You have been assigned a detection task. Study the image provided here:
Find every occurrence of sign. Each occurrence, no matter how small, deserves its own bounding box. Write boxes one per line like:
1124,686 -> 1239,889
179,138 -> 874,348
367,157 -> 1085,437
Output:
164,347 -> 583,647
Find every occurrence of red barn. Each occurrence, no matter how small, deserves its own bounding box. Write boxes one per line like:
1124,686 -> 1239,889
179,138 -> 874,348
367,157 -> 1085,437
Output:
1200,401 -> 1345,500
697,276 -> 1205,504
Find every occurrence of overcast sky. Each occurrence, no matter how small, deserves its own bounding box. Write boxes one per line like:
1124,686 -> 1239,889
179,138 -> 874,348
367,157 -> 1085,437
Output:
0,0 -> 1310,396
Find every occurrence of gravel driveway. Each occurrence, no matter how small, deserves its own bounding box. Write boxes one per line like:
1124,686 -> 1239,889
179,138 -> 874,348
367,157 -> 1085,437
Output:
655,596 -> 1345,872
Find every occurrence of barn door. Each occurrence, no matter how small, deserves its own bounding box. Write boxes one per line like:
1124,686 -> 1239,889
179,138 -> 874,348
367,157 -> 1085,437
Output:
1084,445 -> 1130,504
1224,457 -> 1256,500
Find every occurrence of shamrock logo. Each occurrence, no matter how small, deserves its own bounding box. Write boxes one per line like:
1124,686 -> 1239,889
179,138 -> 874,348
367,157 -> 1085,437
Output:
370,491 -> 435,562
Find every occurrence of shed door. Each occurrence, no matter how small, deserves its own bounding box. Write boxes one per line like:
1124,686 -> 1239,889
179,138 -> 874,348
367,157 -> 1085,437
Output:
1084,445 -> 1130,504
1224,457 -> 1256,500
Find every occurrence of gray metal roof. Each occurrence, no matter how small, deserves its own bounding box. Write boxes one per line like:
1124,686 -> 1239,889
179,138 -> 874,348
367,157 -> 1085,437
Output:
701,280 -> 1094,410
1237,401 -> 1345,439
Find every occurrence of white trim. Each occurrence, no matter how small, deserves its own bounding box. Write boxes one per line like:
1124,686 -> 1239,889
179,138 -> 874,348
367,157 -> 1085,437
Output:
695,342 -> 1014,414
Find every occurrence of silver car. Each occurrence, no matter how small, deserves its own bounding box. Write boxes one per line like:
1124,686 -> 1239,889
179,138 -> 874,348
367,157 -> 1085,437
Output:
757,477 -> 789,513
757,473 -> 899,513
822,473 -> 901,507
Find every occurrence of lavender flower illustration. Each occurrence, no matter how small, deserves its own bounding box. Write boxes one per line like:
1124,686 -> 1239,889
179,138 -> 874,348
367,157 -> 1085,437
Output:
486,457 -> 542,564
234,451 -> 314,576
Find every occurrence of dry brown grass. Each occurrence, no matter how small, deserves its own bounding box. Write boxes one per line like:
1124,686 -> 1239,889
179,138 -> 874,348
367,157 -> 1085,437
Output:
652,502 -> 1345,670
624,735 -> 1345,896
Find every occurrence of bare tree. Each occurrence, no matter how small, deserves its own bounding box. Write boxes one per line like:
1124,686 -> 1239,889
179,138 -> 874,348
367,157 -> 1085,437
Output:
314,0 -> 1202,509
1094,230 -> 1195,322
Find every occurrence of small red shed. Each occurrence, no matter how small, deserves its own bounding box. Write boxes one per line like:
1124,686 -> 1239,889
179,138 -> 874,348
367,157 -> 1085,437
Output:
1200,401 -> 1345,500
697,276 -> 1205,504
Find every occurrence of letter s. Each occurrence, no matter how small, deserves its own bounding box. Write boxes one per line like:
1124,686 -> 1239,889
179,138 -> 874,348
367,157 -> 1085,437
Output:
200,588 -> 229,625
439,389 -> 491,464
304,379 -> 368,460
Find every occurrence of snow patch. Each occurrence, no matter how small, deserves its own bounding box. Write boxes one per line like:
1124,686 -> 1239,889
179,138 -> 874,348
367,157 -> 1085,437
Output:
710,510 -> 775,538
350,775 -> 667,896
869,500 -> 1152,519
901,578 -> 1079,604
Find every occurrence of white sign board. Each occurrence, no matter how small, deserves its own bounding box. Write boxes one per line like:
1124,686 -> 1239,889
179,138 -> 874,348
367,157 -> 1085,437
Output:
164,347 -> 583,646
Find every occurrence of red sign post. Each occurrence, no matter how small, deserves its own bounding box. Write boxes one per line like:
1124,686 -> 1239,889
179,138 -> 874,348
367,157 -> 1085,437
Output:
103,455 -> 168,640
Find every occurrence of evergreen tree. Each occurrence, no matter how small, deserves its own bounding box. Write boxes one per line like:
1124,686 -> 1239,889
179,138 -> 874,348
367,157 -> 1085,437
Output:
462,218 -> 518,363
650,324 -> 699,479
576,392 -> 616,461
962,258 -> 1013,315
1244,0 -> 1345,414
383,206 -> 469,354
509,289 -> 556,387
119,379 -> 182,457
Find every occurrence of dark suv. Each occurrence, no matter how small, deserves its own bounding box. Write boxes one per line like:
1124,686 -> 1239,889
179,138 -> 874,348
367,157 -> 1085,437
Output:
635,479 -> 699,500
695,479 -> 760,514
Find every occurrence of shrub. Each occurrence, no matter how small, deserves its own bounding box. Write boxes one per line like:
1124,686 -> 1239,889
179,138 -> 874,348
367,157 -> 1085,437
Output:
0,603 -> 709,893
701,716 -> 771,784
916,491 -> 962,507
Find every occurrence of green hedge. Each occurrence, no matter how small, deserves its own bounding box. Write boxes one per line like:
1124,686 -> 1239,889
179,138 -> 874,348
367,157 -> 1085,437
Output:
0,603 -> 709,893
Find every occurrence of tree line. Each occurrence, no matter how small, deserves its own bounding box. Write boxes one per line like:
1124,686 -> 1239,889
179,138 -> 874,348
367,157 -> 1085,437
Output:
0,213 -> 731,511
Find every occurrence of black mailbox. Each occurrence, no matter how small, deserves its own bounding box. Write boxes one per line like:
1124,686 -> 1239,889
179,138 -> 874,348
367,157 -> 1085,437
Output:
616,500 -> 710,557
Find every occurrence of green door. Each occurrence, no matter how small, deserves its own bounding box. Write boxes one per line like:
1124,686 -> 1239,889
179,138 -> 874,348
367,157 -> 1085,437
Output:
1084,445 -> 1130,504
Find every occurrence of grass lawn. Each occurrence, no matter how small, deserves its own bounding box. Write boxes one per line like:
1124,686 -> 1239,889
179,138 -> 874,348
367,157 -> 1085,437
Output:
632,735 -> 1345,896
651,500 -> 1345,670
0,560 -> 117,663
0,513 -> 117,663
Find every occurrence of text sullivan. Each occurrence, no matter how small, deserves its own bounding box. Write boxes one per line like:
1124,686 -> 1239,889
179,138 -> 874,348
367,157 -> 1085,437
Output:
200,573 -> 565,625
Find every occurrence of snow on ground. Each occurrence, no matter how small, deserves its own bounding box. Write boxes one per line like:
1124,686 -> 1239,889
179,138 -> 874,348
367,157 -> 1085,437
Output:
_ _ _ _ _
▶ **Solicitud escrita**: Imprime sin ningún cambio todas las líneas de los datos anteriores.

▶ **Respuesta escrita**:
You have been assigned a detection task. Study the image provided here:
Find every occurrence of sign. Each occurrence, no matter how small, deserves its own bounding box. Write boxes one per line like:
1124,686 -> 1239,889
179,138 -> 874,348
367,157 -> 1085,437
Output:
164,347 -> 583,647
Find every occurrence of red barn. Each occurrence, no matter how small, deserves its own bounding box. Write boxes one per line like:
1124,686 -> 1239,889
179,138 -> 874,348
367,157 -> 1085,437
Output:
1200,401 -> 1345,500
697,276 -> 1205,504
Find every occurrence of overcast sky. Each occurrence, no matter how small, deserves its own bounding box. Write boxes one per line like:
1124,686 -> 1239,889
179,138 -> 874,348
367,157 -> 1085,437
Output:
0,0 -> 1310,396
Find every occurrence of gravel driveway. Each occurrence, no matter how small, deserves its own bounding box. Write boxes one per line like:
1124,686 -> 1239,889
179,138 -> 874,348
367,157 -> 1085,437
Output:
655,596 -> 1345,872
Find every occurrence of barn door. Each occurrence, no matter how small, deserves its own bounding box. Write boxes one per line like:
1124,686 -> 1239,889
179,138 -> 874,348
367,157 -> 1085,437
Output:
1084,445 -> 1130,504
1224,457 -> 1256,500
Find every occurrence of shamrock logo. Each occurrence, no matter how small, deserves its own bounding box. Write boxes one per line like:
1124,686 -> 1239,889
179,138 -> 874,348
367,157 -> 1085,437
Output:
370,491 -> 435,562
Find every occurrence of shed door. Each occurrence, no matter how small, deserves its own bounding box. Write boxes one per line like:
1124,686 -> 1239,889
179,138 -> 874,348
367,157 -> 1085,437
Output:
1084,445 -> 1130,504
1224,457 -> 1256,500
Find every occurrence of gray metal roof. Each occurrence, no matter how small, deserves its own bounding box. Write boxes one per line like:
1124,686 -> 1239,889
179,138 -> 874,348
367,157 -> 1085,437
Output:
701,280 -> 1094,410
1237,401 -> 1345,439
Find every occurrence of white trim. Each occurrence, no matter how small, deserves its own bounding box. Write boxes one per line like:
1124,686 -> 1239,889
179,138 -> 874,348
367,157 -> 1085,437
Output:
695,342 -> 1014,414
Find every occurrence of silver car. Each occurrence, no matter how small, deserves its own bounding box. Write boxes one per line like:
1124,686 -> 1239,889
179,138 -> 874,348
367,157 -> 1085,437
Output:
757,477 -> 789,513
757,473 -> 899,513
822,473 -> 901,507
Find every occurrence of lavender flower illustration. Each occurrence, no matter how small, deserves its own bounding box. Write boxes one per line like:
1124,686 -> 1239,889
179,138 -> 874,348
367,157 -> 1085,437
Output:
486,457 -> 542,564
234,451 -> 314,576
Find every occurrence of dry brown grass. Each occurrence, no matter how small, deserves its own bounding box. Write boxes one per line like:
1124,686 -> 1239,889
179,138 -> 874,348
367,157 -> 1085,437
Output:
652,502 -> 1345,670
624,735 -> 1345,896
Find every occurrence of bare tree. Each occurrence, no matter how small, deserves its own bounding box. Write boxes one per line like:
1124,686 -> 1239,889
179,138 -> 874,348
367,157 -> 1085,437
Output:
314,0 -> 1202,509
1094,230 -> 1195,322
Find every occurrence of small red shed. Each occurrence, no matter how small, deserves its own bounding box. Write boxes one per line like:
1124,686 -> 1239,889
179,138 -> 874,348
367,157 -> 1085,437
Output:
1200,401 -> 1345,500
697,276 -> 1205,504
Find every occurrence of letter s. Each occurrence, no matter how small, deserves its own bounding box. Write boxes one per line like:
1124,686 -> 1239,889
179,138 -> 874,348
367,157 -> 1085,437
Output:
200,588 -> 229,625
439,389 -> 491,464
304,379 -> 368,460
Find every occurrence of snow patch. Each occurrence, no matter how small, deserves its own bounding box. Write boxes one per line like:
1124,686 -> 1239,889
179,138 -> 874,348
367,157 -> 1085,437
Output:
710,510 -> 775,538
350,775 -> 667,896
869,500 -> 1152,519
901,578 -> 1079,604
Find every occurrence of white sign board. Each occurrence, no matter how small, deserves its own bounding box. Write boxes one per line like:
1124,686 -> 1239,889
179,138 -> 874,348
367,157 -> 1085,437
Output:
164,347 -> 583,646
Find every occurrence of red sign post. Each occurrence, no matter how small, deserves its own bounding box. Write boxes one per line like:
1124,686 -> 1239,889
179,138 -> 874,348
367,157 -> 1085,437
Output:
103,455 -> 168,640
Find every occurrence of evergreen tree. Each occurrence, no matter how small, deserves its own bounding box. Write boxes one per line like:
1124,686 -> 1239,889
179,138 -> 874,348
367,157 -> 1085,437
Output:
462,218 -> 518,363
650,324 -> 699,479
576,392 -> 616,461
962,258 -> 1013,315
1244,0 -> 1345,414
383,206 -> 469,354
509,289 -> 556,387
119,379 -> 182,457
Find every occurrence of dark suv. Each occurrence, no matter how small, deserves its own bounding box. Write boxes one per line like:
1124,686 -> 1239,889
179,138 -> 874,348
367,157 -> 1085,437
Output:
635,479 -> 699,500
695,479 -> 760,514
Find every occurrence of shrub. Each occurrence, no matter how small, deserves its own bounding box. Write boxes one per line like:
1124,686 -> 1239,889
179,138 -> 874,348
367,157 -> 1085,437
Output:
0,603 -> 709,893
701,716 -> 771,784
916,491 -> 962,507
Find every occurrence of green hedge. Each occurrence, no matter how small, deserves its own bounding box. Write boxes one per line like:
1124,686 -> 1239,889
179,138 -> 874,348
367,157 -> 1085,437
Output:
0,603 -> 709,893
Find every occurrence of tree line. Each occurrence, no matter how small, deserves its own bounding box. Write boxes one per line like:
1124,686 -> 1239,889
179,138 -> 874,348
367,157 -> 1085,437
Output:
0,213 -> 731,511
Find every occurrence of black mailbox. Each occurrence, no matter how small, deserves its own bounding box. Write boxes one per line like:
1124,686 -> 1239,889
179,138 -> 874,348
367,157 -> 1085,437
Output:
616,500 -> 710,557
Find every occurrence of green door. Each occurrence, no matter how small, deserves its own bounding box. Write boxes one per line like:
1124,686 -> 1239,889
179,138 -> 874,348
367,157 -> 1085,437
Output:
1084,445 -> 1130,504
Find every occurrence of grass lawn. Each occurrence, no matter how small, deserves its own bounding box. Write boxes one per line like:
1124,686 -> 1239,889
179,138 -> 874,348
367,157 -> 1085,437
Output:
632,735 -> 1345,896
651,500 -> 1345,670
0,560 -> 117,663
0,513 -> 117,663
Find every occurrence of text sullivan. Each occurrence, no matter how small, deserves its own bounding box. Write boxes one per line like:
1124,686 -> 1239,889
179,138 -> 874,348
367,157 -> 1085,437
Output:
200,573 -> 565,625
Find every occurrence of snow on ground. Each occurrence, no matter how small, deserves its own bounding box. Write boxes one per line like:
1124,686 -> 1239,889
179,138 -> 874,348
367,157 -> 1085,437
Output:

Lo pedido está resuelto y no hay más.